§ **What is being asked**: An exact restatement of the records below is expected.

───── Data provided ─────

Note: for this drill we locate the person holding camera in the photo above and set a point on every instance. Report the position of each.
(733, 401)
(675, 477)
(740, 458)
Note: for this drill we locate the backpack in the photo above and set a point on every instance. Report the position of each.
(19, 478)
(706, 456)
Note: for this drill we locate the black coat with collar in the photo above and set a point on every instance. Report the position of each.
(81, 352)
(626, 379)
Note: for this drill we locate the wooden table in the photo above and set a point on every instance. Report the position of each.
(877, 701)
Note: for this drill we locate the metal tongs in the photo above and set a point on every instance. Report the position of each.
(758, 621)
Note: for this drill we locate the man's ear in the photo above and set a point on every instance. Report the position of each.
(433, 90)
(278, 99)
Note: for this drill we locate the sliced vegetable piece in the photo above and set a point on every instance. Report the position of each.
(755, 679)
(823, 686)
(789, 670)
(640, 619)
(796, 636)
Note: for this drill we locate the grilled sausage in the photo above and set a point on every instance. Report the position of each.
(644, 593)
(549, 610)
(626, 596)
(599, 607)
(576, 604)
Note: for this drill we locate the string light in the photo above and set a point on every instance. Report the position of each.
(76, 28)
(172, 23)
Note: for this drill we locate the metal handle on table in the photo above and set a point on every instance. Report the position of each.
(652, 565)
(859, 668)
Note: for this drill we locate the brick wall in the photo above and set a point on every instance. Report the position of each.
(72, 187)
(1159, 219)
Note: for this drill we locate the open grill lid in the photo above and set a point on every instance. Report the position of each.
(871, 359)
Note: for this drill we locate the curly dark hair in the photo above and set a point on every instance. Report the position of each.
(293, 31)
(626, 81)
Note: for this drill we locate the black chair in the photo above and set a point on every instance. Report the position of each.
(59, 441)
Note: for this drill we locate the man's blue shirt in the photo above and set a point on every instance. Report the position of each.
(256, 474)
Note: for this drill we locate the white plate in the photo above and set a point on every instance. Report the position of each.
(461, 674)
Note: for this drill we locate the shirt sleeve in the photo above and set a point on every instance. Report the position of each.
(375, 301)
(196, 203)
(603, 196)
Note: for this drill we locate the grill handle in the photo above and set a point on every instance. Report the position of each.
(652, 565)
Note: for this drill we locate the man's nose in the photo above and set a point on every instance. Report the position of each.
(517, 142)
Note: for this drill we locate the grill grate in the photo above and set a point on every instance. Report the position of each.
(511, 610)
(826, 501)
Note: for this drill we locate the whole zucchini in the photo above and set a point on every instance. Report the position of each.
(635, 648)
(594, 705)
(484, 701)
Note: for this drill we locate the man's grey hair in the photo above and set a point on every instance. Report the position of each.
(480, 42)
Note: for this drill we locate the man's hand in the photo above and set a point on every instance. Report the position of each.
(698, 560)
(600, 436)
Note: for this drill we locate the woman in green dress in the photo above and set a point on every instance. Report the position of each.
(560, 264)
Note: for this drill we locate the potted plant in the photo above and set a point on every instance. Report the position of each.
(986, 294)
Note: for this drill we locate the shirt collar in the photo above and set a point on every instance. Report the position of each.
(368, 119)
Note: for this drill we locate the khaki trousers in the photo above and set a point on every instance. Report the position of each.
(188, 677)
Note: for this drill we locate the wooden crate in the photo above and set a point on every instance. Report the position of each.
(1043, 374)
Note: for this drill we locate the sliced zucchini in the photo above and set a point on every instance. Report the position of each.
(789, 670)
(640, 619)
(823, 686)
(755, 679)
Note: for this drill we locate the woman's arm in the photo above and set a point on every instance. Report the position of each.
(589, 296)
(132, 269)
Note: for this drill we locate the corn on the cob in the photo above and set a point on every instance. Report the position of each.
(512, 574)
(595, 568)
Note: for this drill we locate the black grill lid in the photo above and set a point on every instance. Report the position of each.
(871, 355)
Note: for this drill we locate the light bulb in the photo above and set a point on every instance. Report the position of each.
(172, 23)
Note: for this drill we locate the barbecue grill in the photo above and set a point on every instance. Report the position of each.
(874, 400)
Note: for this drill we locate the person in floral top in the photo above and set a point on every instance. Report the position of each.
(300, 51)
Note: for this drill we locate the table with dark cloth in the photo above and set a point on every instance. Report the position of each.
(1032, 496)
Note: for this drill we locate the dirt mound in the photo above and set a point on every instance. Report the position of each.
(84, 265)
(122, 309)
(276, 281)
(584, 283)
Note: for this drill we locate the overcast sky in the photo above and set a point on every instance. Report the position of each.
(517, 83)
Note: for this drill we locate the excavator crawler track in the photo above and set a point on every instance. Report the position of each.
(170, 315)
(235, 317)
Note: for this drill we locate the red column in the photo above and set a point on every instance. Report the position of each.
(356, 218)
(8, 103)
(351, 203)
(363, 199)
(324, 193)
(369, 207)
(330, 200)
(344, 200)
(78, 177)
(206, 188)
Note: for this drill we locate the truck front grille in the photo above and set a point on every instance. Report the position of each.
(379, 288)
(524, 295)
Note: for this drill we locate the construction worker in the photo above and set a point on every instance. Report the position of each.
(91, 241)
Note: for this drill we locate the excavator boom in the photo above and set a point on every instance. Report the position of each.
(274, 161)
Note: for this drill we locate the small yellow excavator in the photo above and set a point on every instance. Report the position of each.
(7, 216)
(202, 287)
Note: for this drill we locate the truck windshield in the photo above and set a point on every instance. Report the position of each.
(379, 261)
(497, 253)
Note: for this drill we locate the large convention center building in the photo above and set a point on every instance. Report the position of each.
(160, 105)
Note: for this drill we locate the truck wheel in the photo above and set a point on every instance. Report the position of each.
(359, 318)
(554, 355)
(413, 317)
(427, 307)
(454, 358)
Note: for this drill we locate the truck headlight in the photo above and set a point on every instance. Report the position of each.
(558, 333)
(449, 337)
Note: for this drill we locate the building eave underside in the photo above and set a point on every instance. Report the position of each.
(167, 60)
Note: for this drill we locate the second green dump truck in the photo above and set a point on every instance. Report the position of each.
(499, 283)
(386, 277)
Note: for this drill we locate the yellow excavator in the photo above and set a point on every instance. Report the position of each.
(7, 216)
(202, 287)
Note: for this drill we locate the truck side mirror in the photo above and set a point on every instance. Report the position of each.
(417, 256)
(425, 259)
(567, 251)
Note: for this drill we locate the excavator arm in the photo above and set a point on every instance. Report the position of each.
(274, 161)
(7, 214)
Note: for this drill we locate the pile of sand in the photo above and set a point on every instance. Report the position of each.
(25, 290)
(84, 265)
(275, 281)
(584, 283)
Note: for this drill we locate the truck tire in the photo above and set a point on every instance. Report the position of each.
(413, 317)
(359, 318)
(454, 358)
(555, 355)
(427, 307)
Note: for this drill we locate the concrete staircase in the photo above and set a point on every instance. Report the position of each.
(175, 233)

─────

§ **Response**:
Note: for this drill we locate the person holding camera in the photo above and set a point on every instance. Report the position of each.
(733, 401)
(675, 477)
(740, 458)
Note: for this drill we locate the backpack in the photo above and set a point on every instance. Report the position of each.
(19, 478)
(706, 456)
Note: for this drill we locate the black coat with collar in the photo above and set a point on every instance. Report the position of each.
(81, 352)
(626, 379)
Note: for this drill we locate the wooden table in the photo above and set a point on every instance. Report the position of each.
(877, 701)
Note: for this drill we locate the metal tongs in the photo above and set a point on every instance. Report the position of each.
(758, 621)
Note: for this drill we locate the man's ear in the photo above and set a point on every instance. Report the position of each.
(433, 90)
(278, 99)
Note: for this drill we locate the sliced vegetable piece in the photo above and set a point on every instance. Report the position of each.
(755, 679)
(823, 686)
(789, 670)
(640, 619)
(796, 636)
Note: for this drill we locate the grilled sausage in the photo above and set a point on every instance. Report the position of each.
(644, 593)
(549, 610)
(626, 596)
(599, 607)
(576, 604)
Note: for this drill we locate the string light in the photo above and set a point on every instance. Report the position of each.
(76, 28)
(172, 23)
Note: for this drill we locate the metal handle on table in the photo above and set a point on every instance. Report the position of each.
(652, 565)
(859, 668)
Note: for this drill we locate the brick wall in the photo above and set a point on every instance. Report the position of each.
(72, 187)
(1159, 219)
Note: for this drill we locate the open grill lid in the photo above and set a point on every instance. Report the position of each.
(871, 359)
Note: for this drill we locate the curly dark hair in the photo above and set a point on every instance. Report the position of each.
(293, 31)
(626, 81)
Note: for this drill we locate the black chair in the photo above and set a point on every instance. Report the position of each.
(59, 441)
Note: for this drill we locate the man's blue shirt in the photo above and set a point on every instance. Report the position of each.
(256, 474)
Note: for this drill we locate the white plate in the photo above and set a point on every instance. Report the position of each.
(461, 674)
Note: for this drill we locate the shirt sleeve in the photo above and set a point on every instance. Report the position of each.
(375, 301)
(196, 203)
(603, 196)
Note: for this drill we locate the grill handle in the photo above and set a point on every instance. Report the position of each.
(652, 565)
Note: for this drill we locate the man's nose in the photo above and set a point on every instance. Report the position of each.
(517, 142)
Note: for this drill we locate the grill grate in the photo above and set a point on every instance. Report the position of each.
(511, 610)
(826, 501)
Note: for this drill we locate the whole zucchini in the photo above and set a point on every instance. Report the position of each.
(635, 648)
(594, 705)
(484, 701)
Note: for this drill we locate the man's grey hair in the photo above and set a point on every instance. Report the position of each.
(480, 42)
Note: for this drill we locate the man's hand in the photo above and set a point on every instance. Report the position of each.
(698, 560)
(600, 436)
Note: for this drill we locate the woman in green dress in the photo above and set a point on every instance. Report the position of each.
(560, 264)
Note: for this drill we locate the potted plant in the photo above and set a point on every instance. Report the position of each.
(986, 294)
Note: for this drill we locate the shirt collar in the photo above and set a point on every instance. Report the position of each.
(368, 119)
Note: for this drill we locate the khaki trousers in the photo above and set a point on every instance. Report the position of each.
(188, 677)
Note: for this drill we locate the wooden crate in the photo above and set a point on every instance. Report the position of each.
(1043, 374)
Note: for this drill we locate the sliced zucchini in the photo above and set a point on every instance. Report the position of each.
(789, 670)
(640, 619)
(823, 686)
(755, 679)
Note: for this drill we locate the woman's arm in the photo above and set a point on every instance. Report the position of each.
(589, 296)
(132, 269)
Note: for this drill we locate the corn on the cob in the photo above and set a point on every instance. Report the position of each.
(512, 574)
(595, 568)
Note: for this drill we locate the black grill lid in the photo above and set a point on every instance. Report the position of each.
(871, 355)
Note: for this drill we locate the light bulb in the photo above and set a point on every instance. Report the position of each.
(172, 23)
Note: for this drill we locate the barbecue grill in the photo above and set a point on every instance. Report the position of each.
(874, 400)
Note: for this drill we locate the person in floral top in the photo above and set a point on every instance. Report the position of each.
(300, 51)
Note: for this drill we locate the table with dark cloth in the photo above and set a point on every instance. Report the position of each.
(1032, 496)
Note: for this drill we locate the dirt mound in the photo above and set a point on every instance. Report the position of each.
(84, 265)
(122, 309)
(276, 281)
(584, 283)
Note: for this drill we locate the overcast sky in the photo above and set a point on every instance. Report the position of each.
(517, 83)
Note: for this drill we locate the excavator crawler track in the photo above and set a point on every instance. Report the position of each.
(170, 315)
(235, 317)
Note: for this drill we locate the red column in the photo above and set a point on every instance. Report the position of each.
(356, 218)
(8, 103)
(351, 203)
(363, 199)
(324, 193)
(369, 207)
(330, 200)
(344, 200)
(78, 177)
(206, 188)
Note: for this drill we locate the truck front grille in the photo above and set a point on every instance. Report the position of each.
(379, 288)
(524, 295)
Note: for this drill we locate the construction worker in the photo above and set a point on every instance. Report the position of each.
(91, 241)
Note: for this drill we locate the excavator boom in the photo above and set a point on every instance. Report the position of each.
(274, 161)
Note: for this drill we locate the small yellow excavator in the photo above and set a point on every instance. Report the position of each.
(7, 216)
(202, 287)
Note: for this drill we locate the truck windshield in the photo above and set a point on every instance. Report the position of each.
(379, 261)
(497, 253)
Note: for this drill we locate the large convention center building in the photo above and set a point on every instance. Report the position of each.
(160, 105)
Note: for this drill we locate the truck wheel in the photo above and set a point on every instance. Report the position of each.
(359, 318)
(554, 355)
(413, 317)
(427, 307)
(454, 358)
Note: for this drill we locate the truck headlight in the photo above and set a point on every instance. Report the position of each.
(558, 333)
(449, 337)
Note: for this drill we locate the building eave underside in the photo above and set a point on every instance. Report the position of each.
(167, 60)
Note: for this drill we locate the second green dump truck in the photo above and set a point on every instance. Report the position of each.
(499, 283)
(386, 277)
Note: for this drill we locate the yellow excavator in the photo above and set a point on every instance. Report the position of each.
(7, 216)
(202, 287)
Note: for this drill we locate the truck side mirror in the photo above and set a point on every instance. Report the position of each.
(417, 256)
(425, 259)
(567, 251)
Note: for this drill we locate the excavator arm in the photo above and set a point on every instance. Report the position of each.
(274, 161)
(7, 214)
Note: for this drill we locate the pile of sand in the photo above and set a point on every instance. Report the position of each.
(25, 290)
(84, 265)
(275, 281)
(584, 283)
Note: for this drill we locate the truck tire in the photo above and set a point on every instance. Report the position of each.
(413, 317)
(359, 318)
(454, 358)
(555, 355)
(427, 307)
Note: for this drill we locate the concrete staircase in the photo above and set a point on every instance. Report the position of each.
(175, 233)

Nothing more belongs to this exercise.